(WORK INSTRUCTIONS):
Copy the listing below line for line, leaving every character unchanged.

##### SUPPLIED DATA

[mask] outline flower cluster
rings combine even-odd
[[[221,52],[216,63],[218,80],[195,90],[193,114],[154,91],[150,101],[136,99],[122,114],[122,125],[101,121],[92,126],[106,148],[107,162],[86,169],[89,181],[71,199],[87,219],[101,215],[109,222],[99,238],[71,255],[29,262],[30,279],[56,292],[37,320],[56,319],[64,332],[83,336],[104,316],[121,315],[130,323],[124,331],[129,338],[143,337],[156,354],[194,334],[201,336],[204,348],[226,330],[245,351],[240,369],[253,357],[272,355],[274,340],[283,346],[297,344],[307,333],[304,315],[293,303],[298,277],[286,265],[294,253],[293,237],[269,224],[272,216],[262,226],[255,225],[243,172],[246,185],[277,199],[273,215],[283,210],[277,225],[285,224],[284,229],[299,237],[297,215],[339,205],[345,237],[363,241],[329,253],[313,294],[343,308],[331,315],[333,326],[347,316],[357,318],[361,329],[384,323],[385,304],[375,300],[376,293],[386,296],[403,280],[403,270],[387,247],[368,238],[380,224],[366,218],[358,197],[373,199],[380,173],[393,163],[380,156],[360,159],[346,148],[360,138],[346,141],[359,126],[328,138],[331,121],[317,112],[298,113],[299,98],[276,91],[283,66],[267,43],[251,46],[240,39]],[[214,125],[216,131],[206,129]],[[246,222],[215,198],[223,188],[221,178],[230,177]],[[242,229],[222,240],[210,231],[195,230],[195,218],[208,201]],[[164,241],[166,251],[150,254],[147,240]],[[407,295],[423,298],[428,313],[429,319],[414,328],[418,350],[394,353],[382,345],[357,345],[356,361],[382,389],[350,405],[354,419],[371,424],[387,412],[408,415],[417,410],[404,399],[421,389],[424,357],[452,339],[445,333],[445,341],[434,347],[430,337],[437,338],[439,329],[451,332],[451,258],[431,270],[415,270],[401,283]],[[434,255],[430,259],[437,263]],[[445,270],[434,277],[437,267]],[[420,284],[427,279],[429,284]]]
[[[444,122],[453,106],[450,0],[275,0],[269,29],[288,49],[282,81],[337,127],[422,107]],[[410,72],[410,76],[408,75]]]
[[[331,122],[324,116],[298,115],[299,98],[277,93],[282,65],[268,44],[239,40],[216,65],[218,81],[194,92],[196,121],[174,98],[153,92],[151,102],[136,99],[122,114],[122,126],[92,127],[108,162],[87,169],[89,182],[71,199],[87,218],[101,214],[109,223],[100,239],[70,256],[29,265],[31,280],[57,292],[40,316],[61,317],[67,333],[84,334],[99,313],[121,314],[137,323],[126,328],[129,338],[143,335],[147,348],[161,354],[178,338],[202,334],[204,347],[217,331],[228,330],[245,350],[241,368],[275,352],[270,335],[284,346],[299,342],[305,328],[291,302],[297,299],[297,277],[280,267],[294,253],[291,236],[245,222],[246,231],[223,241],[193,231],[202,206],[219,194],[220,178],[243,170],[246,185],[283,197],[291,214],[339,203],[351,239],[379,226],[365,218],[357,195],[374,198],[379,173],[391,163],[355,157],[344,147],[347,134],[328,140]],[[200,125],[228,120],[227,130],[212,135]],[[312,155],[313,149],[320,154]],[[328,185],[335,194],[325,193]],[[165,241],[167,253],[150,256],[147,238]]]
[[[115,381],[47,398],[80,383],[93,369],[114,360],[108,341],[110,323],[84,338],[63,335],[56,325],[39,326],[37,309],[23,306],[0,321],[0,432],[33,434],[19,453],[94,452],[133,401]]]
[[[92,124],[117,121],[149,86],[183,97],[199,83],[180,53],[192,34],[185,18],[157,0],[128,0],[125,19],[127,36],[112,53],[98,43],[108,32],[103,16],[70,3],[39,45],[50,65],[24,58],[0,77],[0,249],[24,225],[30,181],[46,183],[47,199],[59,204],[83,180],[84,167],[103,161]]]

##########

(ANSWER TO THIS EXERCISE):
[mask] outline flower cluster
rings combine even-odd
[[[221,52],[216,63],[218,80],[195,90],[193,114],[154,91],[150,101],[136,99],[122,114],[122,125],[101,121],[92,126],[106,148],[107,162],[86,169],[89,181],[71,199],[87,219],[101,215],[109,222],[99,238],[71,255],[29,262],[30,279],[56,292],[37,320],[56,319],[64,332],[83,336],[104,316],[121,315],[130,323],[124,331],[129,338],[143,337],[156,354],[194,334],[201,336],[204,348],[226,330],[245,351],[240,369],[253,357],[272,355],[274,340],[283,346],[297,344],[307,333],[304,315],[293,303],[298,277],[286,265],[294,253],[293,237],[269,224],[272,216],[262,226],[255,225],[243,172],[246,185],[277,199],[273,215],[283,210],[277,225],[285,224],[284,229],[299,237],[297,215],[339,205],[345,237],[363,241],[329,253],[313,294],[343,308],[331,315],[333,326],[347,316],[357,318],[361,329],[384,323],[385,304],[375,300],[376,293],[386,296],[403,280],[403,270],[387,247],[368,238],[380,224],[366,218],[358,197],[373,199],[380,173],[393,163],[380,156],[360,159],[346,148],[360,138],[346,141],[359,126],[328,138],[331,121],[317,112],[298,113],[299,98],[276,91],[283,66],[267,43],[251,46],[240,39]],[[214,125],[216,131],[206,129]],[[246,222],[215,198],[223,188],[221,178],[230,177]],[[242,229],[222,240],[210,231],[195,230],[195,218],[208,201]],[[164,241],[166,251],[150,254],[147,240]],[[407,295],[423,298],[428,313],[429,319],[414,328],[418,350],[394,353],[382,345],[357,345],[356,361],[382,389],[350,405],[354,419],[371,424],[387,412],[408,415],[417,410],[404,399],[421,389],[424,357],[452,339],[445,333],[445,341],[434,347],[430,337],[437,338],[439,329],[451,332],[451,258],[431,270],[415,270],[401,283]],[[434,255],[430,259],[437,263]],[[445,270],[434,277],[437,267]],[[420,284],[427,279],[429,284]]]
[[[444,122],[453,106],[450,0],[275,0],[269,29],[288,49],[282,81],[337,127],[422,107]],[[410,72],[410,76],[408,75]]]
[[[331,122],[324,116],[298,115],[299,98],[277,93],[282,65],[268,44],[239,40],[216,65],[218,81],[194,92],[196,121],[174,98],[153,92],[151,102],[136,99],[122,114],[122,126],[92,127],[108,162],[87,169],[89,182],[71,199],[87,218],[101,214],[109,223],[100,239],[70,256],[29,265],[31,280],[57,292],[40,316],[61,317],[67,333],[84,334],[99,313],[121,314],[137,323],[126,328],[129,338],[143,335],[147,348],[161,354],[178,338],[202,334],[204,347],[217,331],[228,330],[245,350],[241,368],[275,352],[270,335],[284,346],[299,342],[305,328],[291,302],[297,299],[297,277],[280,267],[294,253],[291,236],[245,222],[246,231],[223,241],[193,231],[202,206],[219,194],[220,178],[243,170],[246,185],[283,197],[291,214],[339,203],[351,239],[379,226],[365,218],[357,195],[374,198],[379,173],[391,163],[355,157],[344,147],[347,134],[328,140]],[[200,125],[228,120],[227,130],[212,135]],[[312,155],[313,149],[320,154]],[[328,185],[335,194],[325,193]],[[165,241],[167,253],[150,256],[147,238]]]
[[[115,381],[47,398],[80,383],[93,369],[114,360],[108,341],[110,323],[84,338],[63,335],[56,325],[39,326],[37,309],[23,306],[0,321],[0,432],[33,434],[19,453],[94,452],[133,401]]]
[[[92,124],[117,121],[149,86],[183,97],[199,83],[180,53],[192,34],[185,18],[157,0],[128,0],[125,19],[127,36],[112,53],[98,43],[108,32],[103,16],[70,3],[39,45],[50,65],[24,58],[0,77],[0,249],[24,225],[30,181],[46,183],[47,199],[59,204],[83,180],[84,167],[103,161]]]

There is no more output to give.